OPDRACHT A:
Hoeveel kilometer kasseien telde de 119de Parijs-Roubaix volgens het artikel over Dylan van Baarle?
OPDRACHT B:
Schrijf het artikel over Dylan van Baarle in Parijs-Roubaix verder vanaf de laatste zin.

GEGEVEN TEKST:
____________________

WielrennenParijs-Roubaix
Even krachtig als stijlvol glijdt Van Baarle ongenaakbaar over de kasseien
Dylan van Baarle kan hard fietsen, dat weet iedereen. Alleen Van Baarle twijfelt nog wel eens. Nergens voor nodig, bewijst hij. Als een keizer op zijn fiets zet bij Parijs-Roubaix naar zijn hand.
Dylan van Baarle is wat Franstaligen een ‘pedaleur de charme’ noemen: een gesoigneerde stilist, een stoïcijnse mooifietser van nature, een wielrenner die roerloos op de fiets wil zitten, de kaarsrechte rug evenwijdig aan de bovenbuis. ‘Dat alleen mijn benen bewegen, dat vind ik mooi.’
In die natuurlijk-aerodynamische houding reed hij zondag in de 119de Parijs-Roubaix niet alleen over 202 kilometer asfalt. Ook op de 55 kilometer aan soms willekeurig neergesmeten kasseien wist Van Baarle met de handen in de beugels het bovenlichaam stil te houden zoals de bovenkant van een schokbreker. Alles daaronder, de benen, de fiets, veerde op en neer en ving de talloze klappen op.

____________________

AANGELEVERD MATERIAAL:
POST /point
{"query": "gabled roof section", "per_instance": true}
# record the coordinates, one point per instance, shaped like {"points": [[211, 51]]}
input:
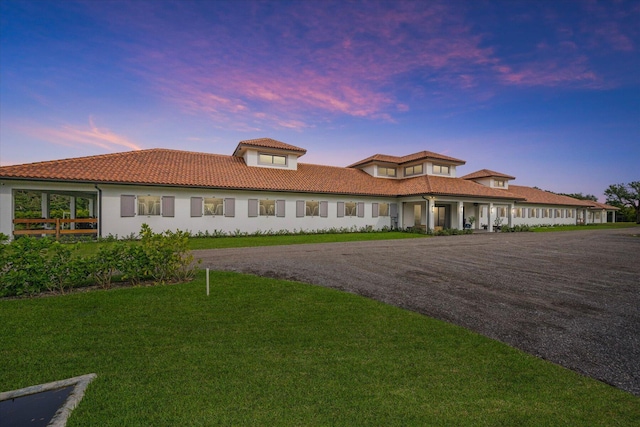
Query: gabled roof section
{"points": [[486, 173], [422, 155], [267, 143], [598, 205], [536, 196], [441, 185]]}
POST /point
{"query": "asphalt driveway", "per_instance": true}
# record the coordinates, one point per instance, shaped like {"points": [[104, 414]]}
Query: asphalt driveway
{"points": [[572, 298]]}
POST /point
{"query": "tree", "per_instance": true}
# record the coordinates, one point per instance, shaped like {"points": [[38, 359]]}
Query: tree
{"points": [[622, 195]]}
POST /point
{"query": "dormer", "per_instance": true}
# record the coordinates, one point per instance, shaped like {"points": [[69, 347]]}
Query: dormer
{"points": [[422, 163], [269, 153], [490, 178]]}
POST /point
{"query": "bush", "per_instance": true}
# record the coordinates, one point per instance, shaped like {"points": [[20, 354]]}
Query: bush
{"points": [[30, 265]]}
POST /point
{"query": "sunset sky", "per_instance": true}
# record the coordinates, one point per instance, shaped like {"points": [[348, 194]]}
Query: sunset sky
{"points": [[547, 91]]}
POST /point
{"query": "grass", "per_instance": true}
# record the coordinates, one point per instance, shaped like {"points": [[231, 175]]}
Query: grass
{"points": [[605, 226], [261, 352]]}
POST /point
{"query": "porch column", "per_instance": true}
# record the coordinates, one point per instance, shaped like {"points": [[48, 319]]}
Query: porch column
{"points": [[72, 211], [44, 203], [490, 218], [510, 215], [431, 207]]}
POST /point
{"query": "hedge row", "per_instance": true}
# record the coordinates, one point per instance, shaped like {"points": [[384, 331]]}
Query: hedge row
{"points": [[30, 265]]}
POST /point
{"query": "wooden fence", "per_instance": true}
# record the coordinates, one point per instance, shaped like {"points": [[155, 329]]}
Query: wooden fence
{"points": [[55, 226]]}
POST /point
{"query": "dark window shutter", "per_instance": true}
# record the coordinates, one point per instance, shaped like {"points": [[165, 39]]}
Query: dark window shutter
{"points": [[230, 207], [168, 206], [299, 208], [253, 208], [196, 206], [127, 206], [324, 209], [280, 209]]}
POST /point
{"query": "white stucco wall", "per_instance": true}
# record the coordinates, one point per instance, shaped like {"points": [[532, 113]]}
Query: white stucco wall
{"points": [[552, 219], [113, 223]]}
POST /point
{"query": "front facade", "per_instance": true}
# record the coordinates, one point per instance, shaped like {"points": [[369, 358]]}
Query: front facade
{"points": [[263, 187]]}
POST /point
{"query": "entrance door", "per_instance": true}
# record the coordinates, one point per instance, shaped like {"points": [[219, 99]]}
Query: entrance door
{"points": [[417, 214], [440, 217]]}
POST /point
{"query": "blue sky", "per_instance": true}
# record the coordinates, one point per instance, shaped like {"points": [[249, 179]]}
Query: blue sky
{"points": [[547, 91]]}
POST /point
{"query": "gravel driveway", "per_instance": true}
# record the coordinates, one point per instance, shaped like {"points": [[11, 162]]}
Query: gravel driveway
{"points": [[569, 297]]}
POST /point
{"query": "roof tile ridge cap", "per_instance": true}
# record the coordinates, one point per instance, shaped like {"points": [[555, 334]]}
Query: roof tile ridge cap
{"points": [[72, 159], [346, 168]]}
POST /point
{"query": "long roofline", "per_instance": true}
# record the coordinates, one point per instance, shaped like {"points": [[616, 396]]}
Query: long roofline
{"points": [[180, 169]]}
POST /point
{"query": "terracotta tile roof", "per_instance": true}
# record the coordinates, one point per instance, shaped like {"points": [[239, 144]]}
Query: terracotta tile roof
{"points": [[536, 196], [189, 169], [440, 185], [384, 158], [268, 143], [598, 205], [486, 173]]}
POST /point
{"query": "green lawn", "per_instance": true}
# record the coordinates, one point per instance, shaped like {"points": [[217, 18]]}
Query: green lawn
{"points": [[605, 226], [261, 351]]}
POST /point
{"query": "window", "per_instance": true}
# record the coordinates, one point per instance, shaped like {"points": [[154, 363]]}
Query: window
{"points": [[230, 207], [379, 209], [127, 206], [267, 207], [312, 208], [213, 206], [386, 171], [168, 206], [441, 169], [413, 170], [148, 205], [273, 159], [196, 206], [350, 209]]}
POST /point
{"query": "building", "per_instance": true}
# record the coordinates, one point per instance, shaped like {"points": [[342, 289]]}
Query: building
{"points": [[263, 187]]}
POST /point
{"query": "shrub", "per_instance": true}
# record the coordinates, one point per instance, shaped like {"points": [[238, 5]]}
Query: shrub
{"points": [[24, 269]]}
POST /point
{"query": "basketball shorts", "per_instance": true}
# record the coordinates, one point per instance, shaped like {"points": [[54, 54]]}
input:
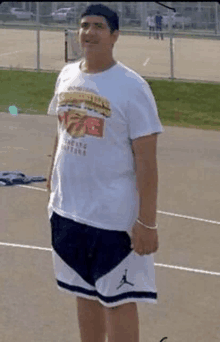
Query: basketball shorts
{"points": [[99, 264]]}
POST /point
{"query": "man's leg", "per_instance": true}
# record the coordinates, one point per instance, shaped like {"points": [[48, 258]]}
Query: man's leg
{"points": [[122, 323], [91, 318]]}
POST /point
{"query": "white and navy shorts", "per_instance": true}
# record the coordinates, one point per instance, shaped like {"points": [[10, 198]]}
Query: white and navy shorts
{"points": [[99, 264]]}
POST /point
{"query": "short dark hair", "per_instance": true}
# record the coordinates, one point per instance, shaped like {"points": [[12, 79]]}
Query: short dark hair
{"points": [[104, 11]]}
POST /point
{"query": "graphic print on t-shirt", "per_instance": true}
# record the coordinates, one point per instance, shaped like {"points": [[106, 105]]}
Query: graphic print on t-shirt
{"points": [[73, 107]]}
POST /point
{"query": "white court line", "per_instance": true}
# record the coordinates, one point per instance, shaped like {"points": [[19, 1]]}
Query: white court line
{"points": [[31, 187], [188, 217], [10, 53], [147, 60], [158, 211], [159, 265]]}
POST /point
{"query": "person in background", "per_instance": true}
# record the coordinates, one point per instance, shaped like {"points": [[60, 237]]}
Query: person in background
{"points": [[159, 24], [151, 24]]}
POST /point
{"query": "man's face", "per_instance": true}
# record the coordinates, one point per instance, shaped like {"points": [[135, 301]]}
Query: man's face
{"points": [[95, 36]]}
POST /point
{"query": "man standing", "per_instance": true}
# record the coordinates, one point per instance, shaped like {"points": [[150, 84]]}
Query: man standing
{"points": [[151, 24], [158, 21], [103, 185]]}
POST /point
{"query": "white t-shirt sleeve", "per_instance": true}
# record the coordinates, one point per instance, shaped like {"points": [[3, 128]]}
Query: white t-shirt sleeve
{"points": [[142, 112]]}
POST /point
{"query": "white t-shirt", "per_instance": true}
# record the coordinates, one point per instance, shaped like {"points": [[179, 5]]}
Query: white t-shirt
{"points": [[93, 180]]}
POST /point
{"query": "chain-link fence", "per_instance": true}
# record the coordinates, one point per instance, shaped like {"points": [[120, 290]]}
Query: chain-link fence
{"points": [[33, 37]]}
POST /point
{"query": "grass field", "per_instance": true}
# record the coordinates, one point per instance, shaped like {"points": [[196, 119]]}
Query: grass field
{"points": [[182, 104]]}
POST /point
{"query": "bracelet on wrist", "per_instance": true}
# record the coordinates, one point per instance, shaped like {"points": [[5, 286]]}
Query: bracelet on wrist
{"points": [[155, 227]]}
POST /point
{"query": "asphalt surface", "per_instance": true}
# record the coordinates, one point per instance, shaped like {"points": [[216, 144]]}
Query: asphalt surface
{"points": [[187, 262]]}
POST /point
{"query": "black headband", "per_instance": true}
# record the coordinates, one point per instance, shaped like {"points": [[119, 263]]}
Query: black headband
{"points": [[102, 10]]}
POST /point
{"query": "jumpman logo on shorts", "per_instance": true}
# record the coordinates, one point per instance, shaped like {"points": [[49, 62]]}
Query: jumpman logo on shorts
{"points": [[124, 280]]}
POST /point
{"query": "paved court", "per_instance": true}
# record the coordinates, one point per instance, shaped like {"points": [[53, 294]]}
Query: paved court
{"points": [[187, 263]]}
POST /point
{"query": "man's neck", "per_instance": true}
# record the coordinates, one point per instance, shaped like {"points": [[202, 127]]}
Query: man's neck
{"points": [[93, 67]]}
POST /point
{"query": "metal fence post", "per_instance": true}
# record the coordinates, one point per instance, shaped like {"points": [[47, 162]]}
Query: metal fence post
{"points": [[38, 35], [171, 43]]}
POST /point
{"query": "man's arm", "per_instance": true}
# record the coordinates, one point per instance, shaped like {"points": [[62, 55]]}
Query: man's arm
{"points": [[145, 240], [52, 163]]}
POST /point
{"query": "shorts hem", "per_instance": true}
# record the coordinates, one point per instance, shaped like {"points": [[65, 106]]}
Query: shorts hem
{"points": [[129, 297]]}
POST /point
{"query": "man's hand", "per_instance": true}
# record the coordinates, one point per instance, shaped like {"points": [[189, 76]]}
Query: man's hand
{"points": [[144, 240]]}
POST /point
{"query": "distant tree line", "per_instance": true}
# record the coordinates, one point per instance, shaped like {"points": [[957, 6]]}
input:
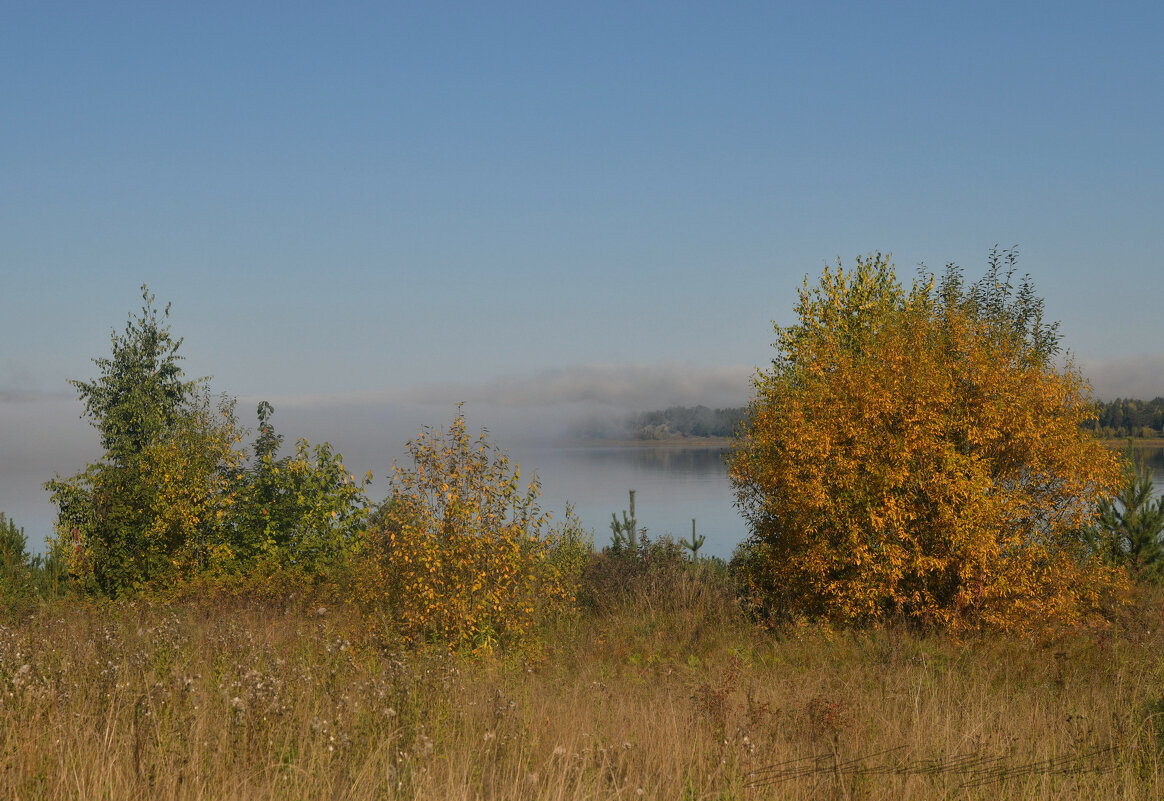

____________________

EINDANTWOORD A:
55 kilometer.

EINDANTWOORD B:
Twintig kilometer voor het einde, op het paadje naast de weg van de vijfde kasseistrook, de secteur pavé Champhin-en-Pévèle, trapte Van Baarle in zijn eigen tempo naar de voorste positie. Hij demarreerde niet, de anderen konden hem domweg niet bijhouden en hadden binnen een paar kilometer een zelden vertoonde achterstand. Van Baarle won Parijs-Roubaix in een snelheidsrecord van 45,8 kilometer per uur gemiddeld. ‘Dylan rijdt na 200 kilometer altijd nog net zo hard als na tien’, weet zijn ploegleider Servais Knaven.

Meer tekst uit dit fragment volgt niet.